EXERCISE AIM = Please convert the records, from the first line through the line with "[43,137,144,263]", into a Markdown table with the columns Row and Line, leaving out blank lines.

Entries drawn from a collection
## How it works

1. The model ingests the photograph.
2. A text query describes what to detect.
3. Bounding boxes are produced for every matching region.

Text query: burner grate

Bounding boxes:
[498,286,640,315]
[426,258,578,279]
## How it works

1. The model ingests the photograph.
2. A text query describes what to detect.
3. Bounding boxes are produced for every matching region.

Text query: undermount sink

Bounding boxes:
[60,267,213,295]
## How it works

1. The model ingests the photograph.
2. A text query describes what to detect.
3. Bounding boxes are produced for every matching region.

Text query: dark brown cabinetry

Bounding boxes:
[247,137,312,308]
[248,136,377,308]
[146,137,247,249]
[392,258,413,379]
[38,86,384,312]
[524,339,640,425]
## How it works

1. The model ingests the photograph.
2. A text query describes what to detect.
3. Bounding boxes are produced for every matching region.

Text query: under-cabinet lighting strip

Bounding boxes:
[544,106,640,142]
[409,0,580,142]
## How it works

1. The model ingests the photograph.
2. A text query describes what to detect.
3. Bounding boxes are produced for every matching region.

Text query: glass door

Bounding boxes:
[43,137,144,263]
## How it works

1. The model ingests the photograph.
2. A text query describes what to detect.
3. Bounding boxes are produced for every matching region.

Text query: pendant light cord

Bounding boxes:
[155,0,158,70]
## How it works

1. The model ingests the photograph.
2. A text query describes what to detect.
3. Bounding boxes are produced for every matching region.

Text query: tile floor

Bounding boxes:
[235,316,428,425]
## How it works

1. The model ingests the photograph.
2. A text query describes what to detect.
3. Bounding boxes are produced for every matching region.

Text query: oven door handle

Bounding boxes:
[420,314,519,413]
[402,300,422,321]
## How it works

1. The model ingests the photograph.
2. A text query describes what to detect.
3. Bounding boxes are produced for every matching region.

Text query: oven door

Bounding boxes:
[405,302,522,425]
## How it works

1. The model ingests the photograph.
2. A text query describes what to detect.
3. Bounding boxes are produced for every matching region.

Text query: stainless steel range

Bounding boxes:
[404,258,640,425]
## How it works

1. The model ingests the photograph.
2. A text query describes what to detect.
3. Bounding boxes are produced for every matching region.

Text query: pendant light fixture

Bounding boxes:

WRITTEN SOLUTION =
| Row | Line |
|---|---|
| 1 | ## How it works |
| 2 | 1. The model ingests the photograph. |
| 3 | 2. A text query describes what to detect. |
| 4 | 3. Bounding boxes are produced for every matching region. |
| 5 | Text query: burner grate |
| 6 | Bounding boxes: |
| 7 | [498,286,640,315] |
| 8 | [426,258,578,279] |
| 9 | ## How it works |
| 10 | 1. The model ingests the photograph. |
| 11 | 2. A text query describes what to detect. |
| 12 | 3. Bounding boxes are produced for every matching region. |
| 13 | Text query: undermount sink |
| 14 | Bounding boxes: |
| 15 | [60,267,213,295] |
| 16 | ## How it works |
| 17 | 1. The model ingests the photograph. |
| 18 | 2. A text query describes what to detect. |
| 19 | 3. Bounding boxes are produced for every matching region. |
| 20 | Text query: dark brown cabinetry |
| 21 | Bounding boxes: |
| 22 | [247,137,312,308] |
| 23 | [248,136,377,308] |
| 24 | [146,137,247,249] |
| 25 | [392,258,413,379] |
| 26 | [38,86,384,312] |
| 27 | [524,339,640,425] |
| 28 | ## How it works |
| 29 | 1. The model ingests the photograph. |
| 30 | 2. A text query describes what to detect. |
| 31 | 3. Bounding boxes are produced for every matching region. |
| 32 | Text query: under-cabinet lighting strip |
| 33 | Bounding boxes: |
| 34 | [544,106,640,142] |
| 35 | [409,0,580,142] |
| 36 | ## How it works |
| 37 | 1. The model ingests the photograph. |
| 38 | 2. A text query describes what to detect. |
| 39 | 3. Bounding boxes are produced for every matching region. |
| 40 | Text query: glass door |
| 41 | Bounding boxes: |
| 42 | [43,137,144,263] |